- **Exercise**: Present every line of the entries below as a Markdown table with the columns "Row" and "Entry Line," numbering the rows in order and omitting any blank lines.

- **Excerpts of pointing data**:
** Start **
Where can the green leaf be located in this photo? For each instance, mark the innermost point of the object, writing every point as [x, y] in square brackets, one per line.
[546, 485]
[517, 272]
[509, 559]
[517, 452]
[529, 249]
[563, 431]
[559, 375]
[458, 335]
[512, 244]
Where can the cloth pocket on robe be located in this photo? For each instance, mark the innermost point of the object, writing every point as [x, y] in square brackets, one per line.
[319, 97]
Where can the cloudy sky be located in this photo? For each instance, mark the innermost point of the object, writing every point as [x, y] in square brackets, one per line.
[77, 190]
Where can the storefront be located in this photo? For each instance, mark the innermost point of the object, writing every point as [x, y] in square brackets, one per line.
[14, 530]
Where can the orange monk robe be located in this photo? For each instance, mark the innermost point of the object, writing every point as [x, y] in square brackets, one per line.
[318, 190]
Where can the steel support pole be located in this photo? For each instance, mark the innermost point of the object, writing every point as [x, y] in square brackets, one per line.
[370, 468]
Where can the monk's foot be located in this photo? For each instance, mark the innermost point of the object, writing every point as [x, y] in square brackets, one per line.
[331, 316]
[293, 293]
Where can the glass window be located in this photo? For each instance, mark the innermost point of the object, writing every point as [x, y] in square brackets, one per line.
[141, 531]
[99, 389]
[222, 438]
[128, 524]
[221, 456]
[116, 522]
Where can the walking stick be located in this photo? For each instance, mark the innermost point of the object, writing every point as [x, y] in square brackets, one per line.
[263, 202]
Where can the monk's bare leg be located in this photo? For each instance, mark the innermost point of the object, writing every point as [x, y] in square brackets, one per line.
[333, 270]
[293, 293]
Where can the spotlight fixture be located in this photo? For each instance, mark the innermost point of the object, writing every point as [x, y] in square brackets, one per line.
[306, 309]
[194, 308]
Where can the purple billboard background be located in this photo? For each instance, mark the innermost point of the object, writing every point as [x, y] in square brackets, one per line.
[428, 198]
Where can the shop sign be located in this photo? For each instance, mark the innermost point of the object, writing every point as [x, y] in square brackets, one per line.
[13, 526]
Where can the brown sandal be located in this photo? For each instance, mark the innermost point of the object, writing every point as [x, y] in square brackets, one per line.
** End **
- **Expected answer**:
| Row | Entry Line |
|---|---|
| 1 | Where can the green leaf be located in this photo? For each instance, mark the innermost point of the object, writing every point as [x, y] in square brackets, one per line. |
| 2 | [546, 485] |
| 3 | [517, 272] |
| 4 | [509, 559] |
| 5 | [517, 452] |
| 6 | [529, 249] |
| 7 | [563, 431] |
| 8 | [559, 375] |
| 9 | [458, 335] |
| 10 | [512, 244] |
| 11 | Where can the cloth pocket on robe be located in this photo? For each instance, mark the innermost point of the object, writing every point as [x, y] in square brackets, one per line. |
| 12 | [319, 97] |
| 13 | Where can the cloudy sky be located in this photo? For each instance, mark the innermost point of the object, writing every point as [x, y] in square brackets, one per line. |
| 14 | [77, 190] |
| 15 | Where can the storefront be located in this photo? For each instance, mark the innermost point of the object, writing every point as [x, y] in square brackets, one per line. |
| 16 | [14, 530] |
| 17 | Where can the orange monk robe be located in this photo? For each instance, mark the innermost point of the object, writing every point as [x, y] in square brackets, one per line. |
| 18 | [318, 190] |
| 19 | Where can the steel support pole be located in this photo? For each instance, mark the innermost point of the object, writing every point as [x, y] in square brackets, one per line. |
| 20 | [370, 468] |
| 21 | Where can the monk's foot be located in this photo? For each instance, mark the innermost point of the object, writing every point as [x, y] in square brackets, one per line. |
| 22 | [331, 316] |
| 23 | [293, 293] |
| 24 | Where can the glass window be located in this photo? For each instance, mark the innermost point of the object, writing every point as [x, y] in square brackets, one per line. |
| 25 | [141, 531] |
| 26 | [99, 389] |
| 27 | [222, 438] |
| 28 | [128, 524] |
| 29 | [221, 456] |
| 30 | [116, 522] |
| 31 | Where can the walking stick be located in this photo? For each instance, mark the innermost point of the object, writing every point as [x, y] in square brackets, one per line. |
| 32 | [263, 202] |
| 33 | Where can the monk's bare leg be located in this photo? For each instance, mark the innermost point of the object, writing every point as [x, y] in square brackets, one per line. |
| 34 | [333, 270] |
| 35 | [293, 293] |
| 36 | Where can the spotlight fixture be located in this photo? For each instance, mark the innermost point of the object, writing every point as [x, y] in square brackets, one per line. |
| 37 | [306, 309] |
| 38 | [194, 308] |
| 39 | Where can the purple billboard background be located in this photo? For each instance, mark the innermost point of the object, writing every point as [x, y] in square brackets, one per line. |
| 40 | [428, 198] |
| 41 | Where can the shop sign be located in this photo? For each instance, mark the innermost point of the object, writing every point as [x, y] in square brackets, one per line. |
| 42 | [13, 526] |
| 43 | Where can the brown sandal be located in this photo? For each instance, mark the innermost point of the object, writing every point as [x, y] in square brackets, one per line. |